▸ **Record list**
----------
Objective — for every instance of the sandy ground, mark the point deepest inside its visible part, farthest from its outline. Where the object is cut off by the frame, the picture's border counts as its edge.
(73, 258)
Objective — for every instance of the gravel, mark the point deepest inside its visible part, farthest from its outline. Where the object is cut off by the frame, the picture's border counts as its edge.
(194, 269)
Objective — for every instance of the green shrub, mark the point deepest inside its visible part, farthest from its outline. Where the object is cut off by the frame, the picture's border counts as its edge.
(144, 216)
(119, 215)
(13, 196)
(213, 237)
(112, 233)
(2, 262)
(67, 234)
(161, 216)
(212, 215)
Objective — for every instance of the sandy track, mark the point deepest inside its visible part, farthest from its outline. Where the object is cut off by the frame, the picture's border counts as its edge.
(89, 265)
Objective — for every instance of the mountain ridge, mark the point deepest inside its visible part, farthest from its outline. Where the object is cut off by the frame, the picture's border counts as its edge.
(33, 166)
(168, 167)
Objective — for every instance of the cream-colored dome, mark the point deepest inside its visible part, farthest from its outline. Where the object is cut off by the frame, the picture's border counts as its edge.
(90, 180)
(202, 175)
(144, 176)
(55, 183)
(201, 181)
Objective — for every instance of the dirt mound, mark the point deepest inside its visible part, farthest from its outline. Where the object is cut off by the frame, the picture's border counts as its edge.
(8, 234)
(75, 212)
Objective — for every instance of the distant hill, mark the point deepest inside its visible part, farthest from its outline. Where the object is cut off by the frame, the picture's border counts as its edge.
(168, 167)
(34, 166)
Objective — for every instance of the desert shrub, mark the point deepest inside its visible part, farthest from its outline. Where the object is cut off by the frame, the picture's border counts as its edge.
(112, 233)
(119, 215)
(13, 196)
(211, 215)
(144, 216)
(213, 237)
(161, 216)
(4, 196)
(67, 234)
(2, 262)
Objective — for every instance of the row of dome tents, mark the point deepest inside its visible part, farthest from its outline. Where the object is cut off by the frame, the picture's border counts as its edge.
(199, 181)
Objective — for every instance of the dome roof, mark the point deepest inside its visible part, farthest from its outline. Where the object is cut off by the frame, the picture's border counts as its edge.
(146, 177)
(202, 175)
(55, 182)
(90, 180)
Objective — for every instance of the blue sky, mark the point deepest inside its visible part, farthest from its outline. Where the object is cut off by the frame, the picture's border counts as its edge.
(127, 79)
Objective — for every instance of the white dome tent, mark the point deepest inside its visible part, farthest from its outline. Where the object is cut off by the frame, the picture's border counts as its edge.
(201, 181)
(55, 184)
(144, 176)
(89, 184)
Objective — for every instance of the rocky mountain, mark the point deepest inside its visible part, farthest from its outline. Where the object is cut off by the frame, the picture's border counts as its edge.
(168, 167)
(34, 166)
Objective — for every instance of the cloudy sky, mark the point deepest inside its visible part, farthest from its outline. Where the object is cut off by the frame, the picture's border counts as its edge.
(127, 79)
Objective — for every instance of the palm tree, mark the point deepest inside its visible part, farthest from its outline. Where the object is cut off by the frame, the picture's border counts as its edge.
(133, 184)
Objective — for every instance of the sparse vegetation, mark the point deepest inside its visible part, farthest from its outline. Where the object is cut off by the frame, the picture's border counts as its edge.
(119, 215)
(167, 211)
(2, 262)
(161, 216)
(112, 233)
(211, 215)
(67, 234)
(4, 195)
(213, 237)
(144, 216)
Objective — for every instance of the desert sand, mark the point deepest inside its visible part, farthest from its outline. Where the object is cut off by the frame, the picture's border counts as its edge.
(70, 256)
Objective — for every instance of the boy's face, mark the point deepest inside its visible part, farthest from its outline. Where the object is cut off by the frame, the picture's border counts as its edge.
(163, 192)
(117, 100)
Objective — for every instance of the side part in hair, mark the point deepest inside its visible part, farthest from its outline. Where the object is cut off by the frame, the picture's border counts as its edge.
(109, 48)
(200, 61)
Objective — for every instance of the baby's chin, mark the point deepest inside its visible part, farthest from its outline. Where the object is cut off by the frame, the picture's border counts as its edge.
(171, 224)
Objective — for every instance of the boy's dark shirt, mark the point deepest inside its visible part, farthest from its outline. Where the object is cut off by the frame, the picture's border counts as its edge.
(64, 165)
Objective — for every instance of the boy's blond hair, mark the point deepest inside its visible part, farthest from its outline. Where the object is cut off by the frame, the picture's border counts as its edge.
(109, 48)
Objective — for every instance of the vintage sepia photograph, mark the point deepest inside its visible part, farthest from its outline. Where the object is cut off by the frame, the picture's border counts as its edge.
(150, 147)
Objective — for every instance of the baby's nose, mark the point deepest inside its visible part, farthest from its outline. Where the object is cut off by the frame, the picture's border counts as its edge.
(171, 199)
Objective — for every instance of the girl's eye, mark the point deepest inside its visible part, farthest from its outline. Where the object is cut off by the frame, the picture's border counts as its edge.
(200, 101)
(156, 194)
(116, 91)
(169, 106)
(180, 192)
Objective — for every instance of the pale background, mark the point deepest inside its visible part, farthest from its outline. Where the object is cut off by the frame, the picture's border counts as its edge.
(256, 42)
----------
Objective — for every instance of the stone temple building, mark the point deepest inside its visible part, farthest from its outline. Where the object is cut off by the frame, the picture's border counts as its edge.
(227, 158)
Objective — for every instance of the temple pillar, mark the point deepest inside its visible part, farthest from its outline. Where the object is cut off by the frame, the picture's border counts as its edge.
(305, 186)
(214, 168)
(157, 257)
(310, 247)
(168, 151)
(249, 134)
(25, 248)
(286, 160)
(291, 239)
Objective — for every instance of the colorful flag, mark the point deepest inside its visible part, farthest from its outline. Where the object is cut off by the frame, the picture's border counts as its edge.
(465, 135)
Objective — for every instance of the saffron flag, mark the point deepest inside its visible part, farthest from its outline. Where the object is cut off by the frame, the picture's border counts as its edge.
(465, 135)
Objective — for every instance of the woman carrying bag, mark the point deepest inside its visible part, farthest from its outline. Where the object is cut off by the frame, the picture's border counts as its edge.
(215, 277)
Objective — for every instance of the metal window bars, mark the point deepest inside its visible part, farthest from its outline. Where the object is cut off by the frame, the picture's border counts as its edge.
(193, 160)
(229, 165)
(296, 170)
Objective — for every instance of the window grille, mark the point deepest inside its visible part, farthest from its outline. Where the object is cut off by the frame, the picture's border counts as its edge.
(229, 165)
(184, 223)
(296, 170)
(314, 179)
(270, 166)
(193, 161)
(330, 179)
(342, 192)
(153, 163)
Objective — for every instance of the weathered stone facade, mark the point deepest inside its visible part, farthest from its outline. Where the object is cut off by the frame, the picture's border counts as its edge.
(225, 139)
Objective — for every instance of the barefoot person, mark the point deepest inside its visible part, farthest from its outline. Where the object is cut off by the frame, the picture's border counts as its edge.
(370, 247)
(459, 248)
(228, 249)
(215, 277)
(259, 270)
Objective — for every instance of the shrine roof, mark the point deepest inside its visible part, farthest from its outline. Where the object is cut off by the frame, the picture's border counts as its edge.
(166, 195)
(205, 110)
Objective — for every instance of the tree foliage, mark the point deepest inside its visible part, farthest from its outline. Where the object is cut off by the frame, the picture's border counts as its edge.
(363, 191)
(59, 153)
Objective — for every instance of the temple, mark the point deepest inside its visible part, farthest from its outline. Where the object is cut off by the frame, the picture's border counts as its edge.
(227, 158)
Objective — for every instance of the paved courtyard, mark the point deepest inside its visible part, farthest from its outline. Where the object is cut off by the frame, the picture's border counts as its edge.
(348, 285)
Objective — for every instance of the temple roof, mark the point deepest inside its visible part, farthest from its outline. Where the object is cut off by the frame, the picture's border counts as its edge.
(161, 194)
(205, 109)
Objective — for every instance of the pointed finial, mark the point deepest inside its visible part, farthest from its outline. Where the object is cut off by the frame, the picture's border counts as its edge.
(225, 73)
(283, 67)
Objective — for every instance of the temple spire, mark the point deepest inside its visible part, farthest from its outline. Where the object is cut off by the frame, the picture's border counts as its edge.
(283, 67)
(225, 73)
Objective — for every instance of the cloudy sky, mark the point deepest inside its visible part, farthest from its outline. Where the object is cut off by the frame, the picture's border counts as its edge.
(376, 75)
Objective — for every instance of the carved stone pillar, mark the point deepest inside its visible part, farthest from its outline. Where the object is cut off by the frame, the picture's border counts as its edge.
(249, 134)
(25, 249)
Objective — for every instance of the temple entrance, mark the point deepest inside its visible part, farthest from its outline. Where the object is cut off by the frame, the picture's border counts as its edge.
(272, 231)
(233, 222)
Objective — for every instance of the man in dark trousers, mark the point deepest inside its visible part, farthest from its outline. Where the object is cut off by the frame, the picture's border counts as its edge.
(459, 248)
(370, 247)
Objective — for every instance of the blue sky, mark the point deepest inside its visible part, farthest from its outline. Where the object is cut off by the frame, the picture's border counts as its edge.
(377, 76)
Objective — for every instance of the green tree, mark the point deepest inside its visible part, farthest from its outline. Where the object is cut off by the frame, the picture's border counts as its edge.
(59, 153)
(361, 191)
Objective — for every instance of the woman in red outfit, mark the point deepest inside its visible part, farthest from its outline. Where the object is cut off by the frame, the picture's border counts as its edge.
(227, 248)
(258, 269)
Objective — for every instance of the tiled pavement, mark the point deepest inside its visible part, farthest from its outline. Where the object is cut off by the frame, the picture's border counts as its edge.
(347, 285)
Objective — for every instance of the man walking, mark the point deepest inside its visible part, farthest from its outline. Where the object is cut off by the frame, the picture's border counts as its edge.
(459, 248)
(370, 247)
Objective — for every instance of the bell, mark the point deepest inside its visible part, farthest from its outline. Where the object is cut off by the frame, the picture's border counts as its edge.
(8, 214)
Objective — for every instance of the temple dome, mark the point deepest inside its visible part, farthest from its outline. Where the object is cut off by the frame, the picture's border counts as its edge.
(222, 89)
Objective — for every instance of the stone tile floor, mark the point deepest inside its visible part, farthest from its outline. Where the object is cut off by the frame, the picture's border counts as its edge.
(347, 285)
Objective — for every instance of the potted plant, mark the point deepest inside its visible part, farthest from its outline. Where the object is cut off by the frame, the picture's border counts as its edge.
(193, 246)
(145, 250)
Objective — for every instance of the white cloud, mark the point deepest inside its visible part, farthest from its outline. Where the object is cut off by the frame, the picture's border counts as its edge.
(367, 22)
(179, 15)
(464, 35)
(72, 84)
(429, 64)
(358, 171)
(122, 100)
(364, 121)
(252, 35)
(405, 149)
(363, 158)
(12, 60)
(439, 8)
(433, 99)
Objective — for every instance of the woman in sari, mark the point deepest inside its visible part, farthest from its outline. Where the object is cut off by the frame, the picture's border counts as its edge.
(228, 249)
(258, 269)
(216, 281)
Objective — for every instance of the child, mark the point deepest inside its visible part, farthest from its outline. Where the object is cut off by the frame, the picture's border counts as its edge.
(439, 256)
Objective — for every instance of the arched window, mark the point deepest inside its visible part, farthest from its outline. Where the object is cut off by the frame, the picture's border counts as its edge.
----------
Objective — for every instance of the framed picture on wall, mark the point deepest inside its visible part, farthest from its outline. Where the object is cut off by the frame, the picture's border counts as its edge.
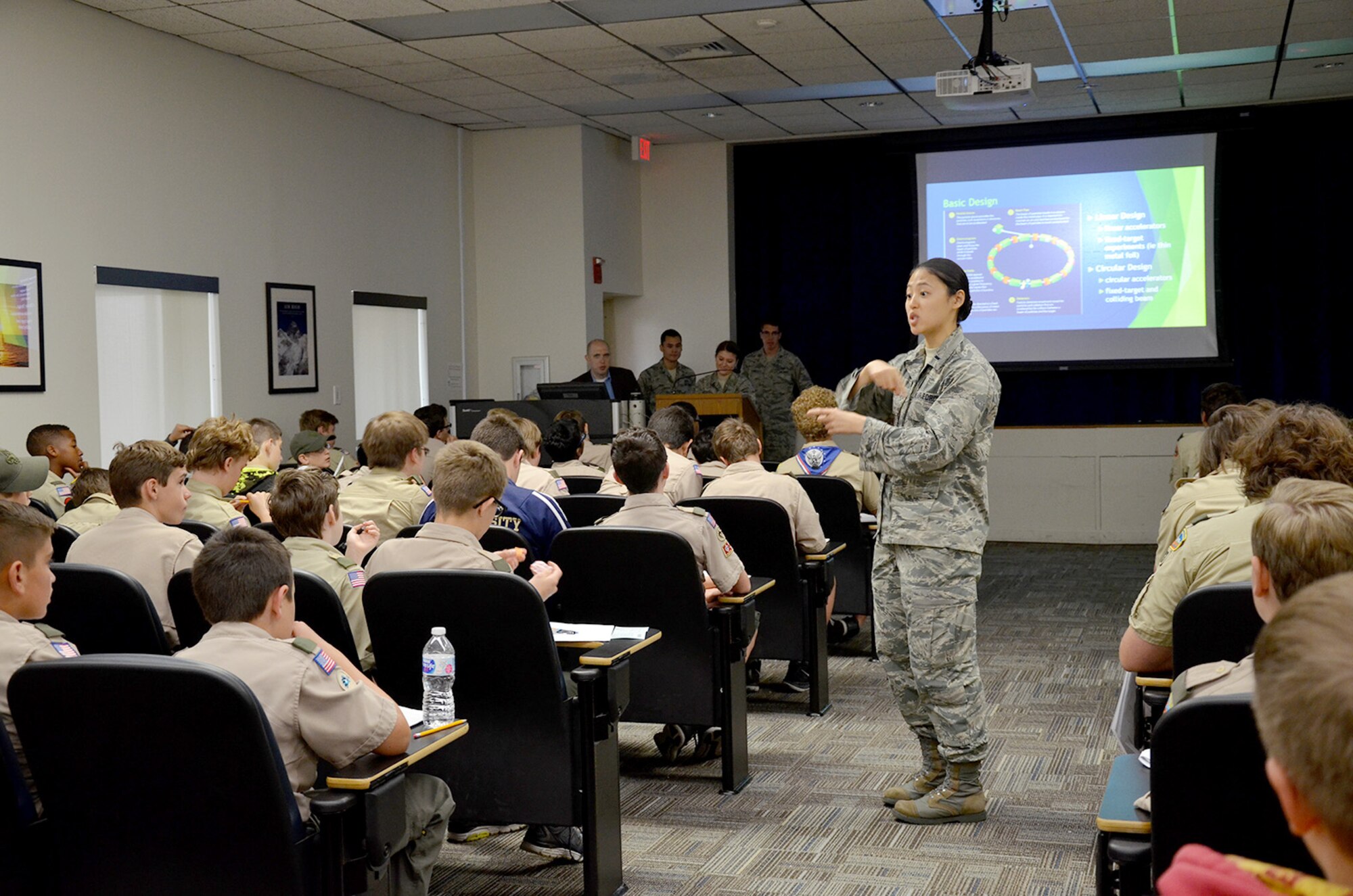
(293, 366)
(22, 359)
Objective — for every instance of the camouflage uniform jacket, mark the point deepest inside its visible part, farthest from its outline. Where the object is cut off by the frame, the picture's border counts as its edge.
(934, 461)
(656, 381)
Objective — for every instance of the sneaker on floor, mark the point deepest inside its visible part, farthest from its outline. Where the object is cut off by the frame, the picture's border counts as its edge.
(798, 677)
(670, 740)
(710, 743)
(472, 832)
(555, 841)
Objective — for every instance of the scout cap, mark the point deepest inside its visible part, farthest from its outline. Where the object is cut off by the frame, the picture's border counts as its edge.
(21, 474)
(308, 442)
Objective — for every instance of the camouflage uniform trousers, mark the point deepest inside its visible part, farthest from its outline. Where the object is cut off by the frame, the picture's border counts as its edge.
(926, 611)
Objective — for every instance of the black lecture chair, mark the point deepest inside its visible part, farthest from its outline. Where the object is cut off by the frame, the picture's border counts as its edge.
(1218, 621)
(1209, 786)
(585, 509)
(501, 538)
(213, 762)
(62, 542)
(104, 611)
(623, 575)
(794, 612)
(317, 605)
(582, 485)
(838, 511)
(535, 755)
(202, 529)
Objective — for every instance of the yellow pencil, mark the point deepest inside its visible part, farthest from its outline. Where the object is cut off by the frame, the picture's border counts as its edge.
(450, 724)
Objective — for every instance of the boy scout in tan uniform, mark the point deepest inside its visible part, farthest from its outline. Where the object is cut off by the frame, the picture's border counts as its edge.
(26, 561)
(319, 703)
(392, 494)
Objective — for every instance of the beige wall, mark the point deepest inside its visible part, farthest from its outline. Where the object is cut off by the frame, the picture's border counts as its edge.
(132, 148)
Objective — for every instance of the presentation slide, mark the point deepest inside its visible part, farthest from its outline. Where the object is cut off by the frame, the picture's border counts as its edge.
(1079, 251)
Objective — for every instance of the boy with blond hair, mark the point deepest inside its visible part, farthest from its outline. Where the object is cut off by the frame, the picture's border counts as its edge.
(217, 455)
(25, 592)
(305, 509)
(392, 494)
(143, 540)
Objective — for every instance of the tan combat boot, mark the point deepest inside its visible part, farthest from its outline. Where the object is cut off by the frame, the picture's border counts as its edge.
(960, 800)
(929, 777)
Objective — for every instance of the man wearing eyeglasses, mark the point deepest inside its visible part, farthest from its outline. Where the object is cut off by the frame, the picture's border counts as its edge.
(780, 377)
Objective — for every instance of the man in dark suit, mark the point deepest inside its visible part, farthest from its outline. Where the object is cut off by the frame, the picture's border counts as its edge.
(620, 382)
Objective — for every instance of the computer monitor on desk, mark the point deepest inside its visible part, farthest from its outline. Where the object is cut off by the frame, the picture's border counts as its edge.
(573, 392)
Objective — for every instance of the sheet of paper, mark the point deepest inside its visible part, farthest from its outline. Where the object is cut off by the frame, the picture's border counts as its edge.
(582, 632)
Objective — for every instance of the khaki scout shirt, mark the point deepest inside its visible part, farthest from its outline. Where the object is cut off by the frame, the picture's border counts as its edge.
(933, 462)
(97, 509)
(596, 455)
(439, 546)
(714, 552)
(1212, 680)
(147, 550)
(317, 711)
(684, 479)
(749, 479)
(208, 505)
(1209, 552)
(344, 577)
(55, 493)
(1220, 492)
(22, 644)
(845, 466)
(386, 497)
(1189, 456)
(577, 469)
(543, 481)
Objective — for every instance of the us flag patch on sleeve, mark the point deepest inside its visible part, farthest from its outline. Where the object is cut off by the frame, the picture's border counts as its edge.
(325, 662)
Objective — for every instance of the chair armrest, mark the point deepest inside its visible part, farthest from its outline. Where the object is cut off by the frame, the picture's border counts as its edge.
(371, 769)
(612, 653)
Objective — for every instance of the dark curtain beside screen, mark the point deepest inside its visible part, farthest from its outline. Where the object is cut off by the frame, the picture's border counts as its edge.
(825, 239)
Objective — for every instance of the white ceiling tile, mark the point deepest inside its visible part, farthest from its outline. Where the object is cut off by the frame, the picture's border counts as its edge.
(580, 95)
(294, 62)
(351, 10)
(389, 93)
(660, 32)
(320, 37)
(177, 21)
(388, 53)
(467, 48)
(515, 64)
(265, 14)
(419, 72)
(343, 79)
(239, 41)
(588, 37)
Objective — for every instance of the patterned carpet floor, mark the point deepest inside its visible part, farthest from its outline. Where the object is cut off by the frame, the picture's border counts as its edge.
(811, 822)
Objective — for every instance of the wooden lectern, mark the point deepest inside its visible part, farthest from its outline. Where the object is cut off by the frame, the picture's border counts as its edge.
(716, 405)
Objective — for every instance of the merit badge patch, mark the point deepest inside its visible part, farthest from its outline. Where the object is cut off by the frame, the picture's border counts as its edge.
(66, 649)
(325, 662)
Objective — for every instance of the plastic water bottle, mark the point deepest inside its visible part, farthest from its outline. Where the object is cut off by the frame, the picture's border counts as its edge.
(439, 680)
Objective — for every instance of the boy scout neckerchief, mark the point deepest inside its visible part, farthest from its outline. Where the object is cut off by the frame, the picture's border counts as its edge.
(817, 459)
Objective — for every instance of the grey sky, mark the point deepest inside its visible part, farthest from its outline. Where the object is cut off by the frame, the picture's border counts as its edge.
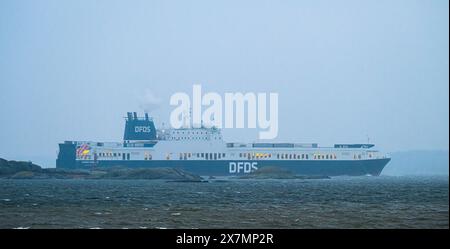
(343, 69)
----------
▸ **Directions**
Lay out the records as a Markdown table with the columns Row and Line, giving each line its own numbered row and omitting blank lines. Cover only the lines starting at the one that contains "Objective — for every instance of the potted" and ending at the one that contains "Objective — for every instance of the arched".

▸ **Reply**
| Row | Line |
|---|---|
| 1 | Objective — for every instance of the potted plant, mark the point deepest inside its visible part, farthest from its outline. Where the object is cut off by the frame, the picture's border counts as its edge. |
| 2 | (193, 246) |
| 3 | (145, 250) |
| 4 | Objective — for every instance of the white cloud, mark the point deepest inside its visible part, farthest from its outline. Where the object is cut off by the frame, the picture's border counts as its edge. |
| 5 | (367, 22) |
| 6 | (179, 15) |
| 7 | (464, 35) |
| 8 | (72, 84) |
| 9 | (429, 64) |
| 10 | (358, 171) |
| 11 | (122, 100) |
| 12 | (364, 121) |
| 13 | (252, 35) |
| 14 | (405, 149) |
| 15 | (363, 158) |
| 16 | (12, 60) |
| 17 | (439, 8) |
| 18 | (433, 99) |
| 19 | Objective — for every instance of the woman in sari, mark the point deepest inside its visible part, farthest from its outline. Where the object is cut off by the frame, the picture's border counts as its edge. |
| 20 | (228, 249) |
| 21 | (258, 269) |
| 22 | (216, 281) |
| 23 | Objective — for every instance of the child, mark the point deepest inside its visible part, farthest from its outline. Where the object is cut off by the frame, the picture's border counts as its edge. |
| 24 | (439, 256) |
| 25 | Objective — for every instance of the arched window, mark the point deepest inside its visible part, farthest from its outline. Where the object is cut off by the frame, the picture's border counts as its edge. |